Beefy Boxes and Bandwidth Generously Provided by pair Networks
Perl Monk, Perl Meditation
 
PerlMonks  

Matching first Perl statement.

by vladb (Vicar)
on Jan 15, 2002 at 01:00 UTC ( #138702=perlquestion: print w/replies, xml ) Need Help??

vladb has asked for the wisdom of the Perl Monks concerning the following question:

Is it possible to use a single pattern match to match a single Perl statement (delimited with a ;)?

Although looks rather trivial, I struggled to come up with anything workable for these cases:
myfunc $x eq "foo;text";foobar';';$x++; # matching first Perl statement.. # should return: # myfunc $x eq "foo;text"; # # not: # myfunc $x eq "foo;";foobar'; # # or something else...
My first (shameful) attempt was this pattern: m/([`'"])*[^\1]*;[^\1]*\1;/. However, it didn't work (for some obvious reasons ;).

GIVEN TASK 1
Answer these about the PerlMonks thread:
(a) Who posted the question, and on what date?
(b) What character does the question say delimits a Perl statement?
(c) What pattern was the first attempt?
GIVEN TASK 2
Do these statements agree with the PerlMonks thread? Answer yes or no for each, quoting the words that decide it.
(a) The question was posted in 2003.
(b) The poster calls the first attempt shameful.
(c) The first attempt worked for the cases given.

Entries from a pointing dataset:
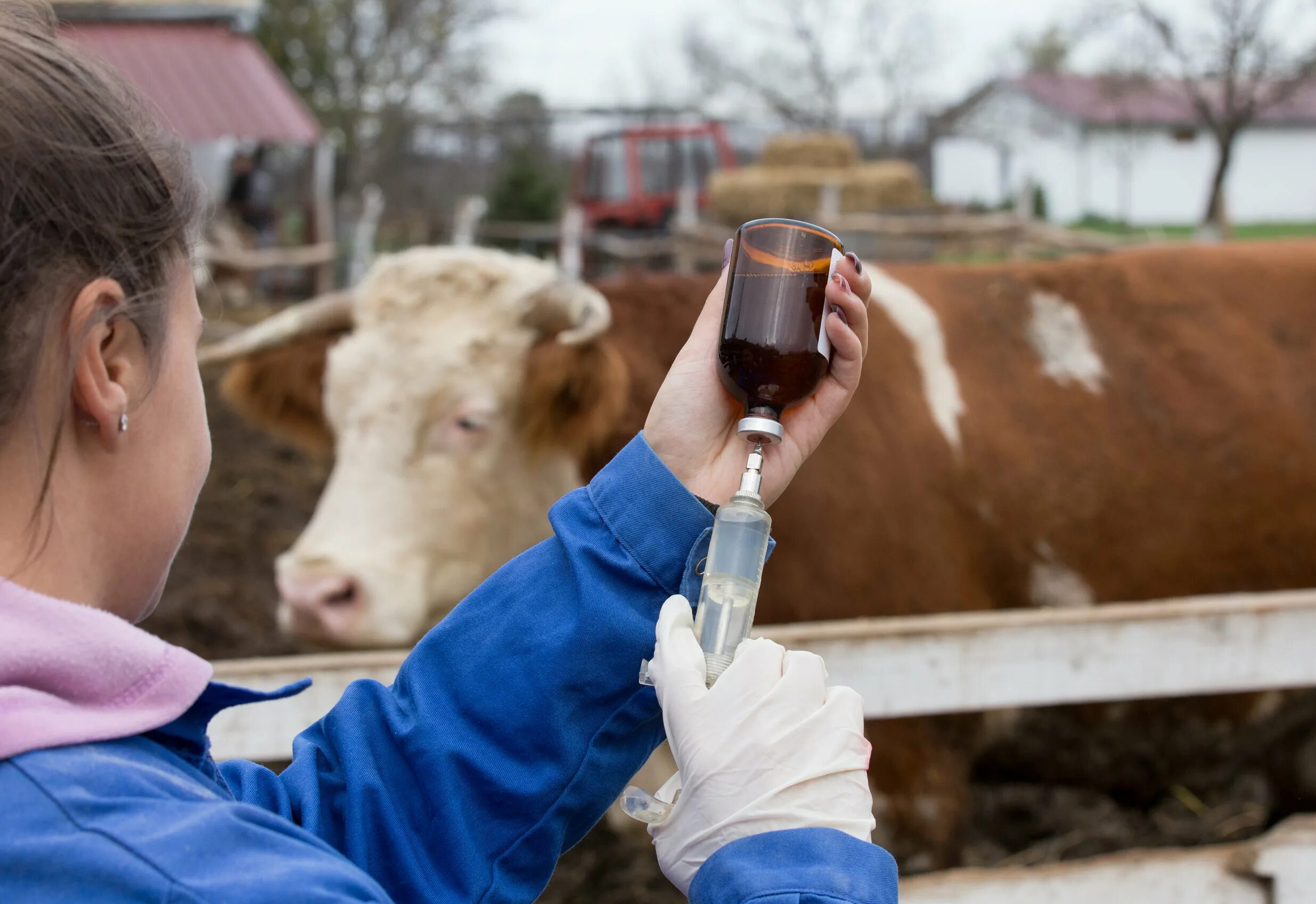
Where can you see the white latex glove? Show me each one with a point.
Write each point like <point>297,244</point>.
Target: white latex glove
<point>770,746</point>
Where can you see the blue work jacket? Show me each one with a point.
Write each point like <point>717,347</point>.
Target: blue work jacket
<point>509,732</point>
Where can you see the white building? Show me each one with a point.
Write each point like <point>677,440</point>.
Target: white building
<point>1124,150</point>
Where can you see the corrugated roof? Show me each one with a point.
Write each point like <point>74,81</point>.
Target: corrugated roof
<point>1113,100</point>
<point>206,80</point>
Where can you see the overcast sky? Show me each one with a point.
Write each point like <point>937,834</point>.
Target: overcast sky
<point>604,52</point>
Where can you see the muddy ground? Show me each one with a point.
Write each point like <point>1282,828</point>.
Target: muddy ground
<point>1068,783</point>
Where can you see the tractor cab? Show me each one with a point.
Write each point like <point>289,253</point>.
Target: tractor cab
<point>632,180</point>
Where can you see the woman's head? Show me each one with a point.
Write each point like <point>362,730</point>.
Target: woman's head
<point>98,321</point>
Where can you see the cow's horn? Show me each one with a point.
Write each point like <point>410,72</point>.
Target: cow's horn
<point>573,312</point>
<point>320,315</point>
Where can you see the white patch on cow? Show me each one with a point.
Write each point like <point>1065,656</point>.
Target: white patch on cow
<point>1056,586</point>
<point>917,319</point>
<point>1061,340</point>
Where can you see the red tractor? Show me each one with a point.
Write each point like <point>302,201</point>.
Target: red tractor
<point>631,180</point>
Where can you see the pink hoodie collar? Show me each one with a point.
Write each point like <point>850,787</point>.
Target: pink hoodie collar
<point>71,674</point>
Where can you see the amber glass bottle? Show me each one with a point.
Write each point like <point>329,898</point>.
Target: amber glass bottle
<point>774,351</point>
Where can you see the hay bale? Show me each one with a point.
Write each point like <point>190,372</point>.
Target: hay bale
<point>882,186</point>
<point>767,191</point>
<point>822,149</point>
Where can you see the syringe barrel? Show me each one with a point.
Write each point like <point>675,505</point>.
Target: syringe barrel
<point>732,575</point>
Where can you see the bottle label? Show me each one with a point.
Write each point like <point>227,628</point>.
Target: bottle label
<point>824,343</point>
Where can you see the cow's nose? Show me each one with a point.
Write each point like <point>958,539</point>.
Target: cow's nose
<point>322,606</point>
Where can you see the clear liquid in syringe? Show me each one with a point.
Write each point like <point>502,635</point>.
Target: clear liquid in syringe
<point>725,617</point>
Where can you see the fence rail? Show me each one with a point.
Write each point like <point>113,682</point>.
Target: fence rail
<point>926,665</point>
<point>1278,868</point>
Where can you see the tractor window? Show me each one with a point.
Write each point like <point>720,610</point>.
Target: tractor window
<point>660,166</point>
<point>606,175</point>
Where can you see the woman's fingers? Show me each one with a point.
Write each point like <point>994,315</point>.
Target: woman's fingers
<point>853,307</point>
<point>853,270</point>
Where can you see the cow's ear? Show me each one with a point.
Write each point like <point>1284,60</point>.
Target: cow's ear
<point>281,390</point>
<point>573,395</point>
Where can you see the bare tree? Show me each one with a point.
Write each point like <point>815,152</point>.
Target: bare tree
<point>799,58</point>
<point>370,69</point>
<point>1232,70</point>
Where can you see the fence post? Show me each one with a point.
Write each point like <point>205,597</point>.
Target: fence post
<point>570,241</point>
<point>322,209</point>
<point>364,234</point>
<point>829,203</point>
<point>466,219</point>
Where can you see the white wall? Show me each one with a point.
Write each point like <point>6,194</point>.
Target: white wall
<point>1141,175</point>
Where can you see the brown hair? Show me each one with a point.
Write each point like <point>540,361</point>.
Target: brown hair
<point>90,186</point>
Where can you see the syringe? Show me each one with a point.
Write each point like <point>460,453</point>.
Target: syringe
<point>732,574</point>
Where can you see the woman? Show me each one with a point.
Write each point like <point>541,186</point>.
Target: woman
<point>510,728</point>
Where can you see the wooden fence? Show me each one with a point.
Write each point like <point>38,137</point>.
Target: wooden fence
<point>977,661</point>
<point>690,245</point>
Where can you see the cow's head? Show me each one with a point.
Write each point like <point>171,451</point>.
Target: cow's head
<point>462,394</point>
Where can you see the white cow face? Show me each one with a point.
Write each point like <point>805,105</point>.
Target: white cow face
<point>436,480</point>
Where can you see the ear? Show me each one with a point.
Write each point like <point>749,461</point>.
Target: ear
<point>573,395</point>
<point>282,390</point>
<point>110,360</point>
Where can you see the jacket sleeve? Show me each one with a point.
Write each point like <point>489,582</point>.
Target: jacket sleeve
<point>797,866</point>
<point>516,721</point>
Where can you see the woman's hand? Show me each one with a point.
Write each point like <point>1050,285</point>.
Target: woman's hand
<point>769,748</point>
<point>691,424</point>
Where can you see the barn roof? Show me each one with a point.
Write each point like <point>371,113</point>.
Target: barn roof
<point>156,10</point>
<point>1124,100</point>
<point>206,80</point>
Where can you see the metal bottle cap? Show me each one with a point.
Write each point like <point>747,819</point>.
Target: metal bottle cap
<point>761,429</point>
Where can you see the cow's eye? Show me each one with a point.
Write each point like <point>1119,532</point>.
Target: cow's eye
<point>462,429</point>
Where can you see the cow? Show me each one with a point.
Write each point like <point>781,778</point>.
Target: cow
<point>1131,427</point>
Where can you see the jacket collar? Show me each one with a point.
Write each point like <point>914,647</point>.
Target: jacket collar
<point>71,674</point>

FULL RESPONSE 1
(a) vladb, on Jan 15, 2002.
(b) A semicolon (;).
(c) m/([`'"])*[^\1]*;[^\1]*\1;/

FULL RESPONSE 2
(a) No: "on Jan 15, 2002 at 01:00 UTC"
(b) Yes: "My first (shameful) attempt was this pattern"
(c) No: "However, it didn't work (for some obvious reasons ;)."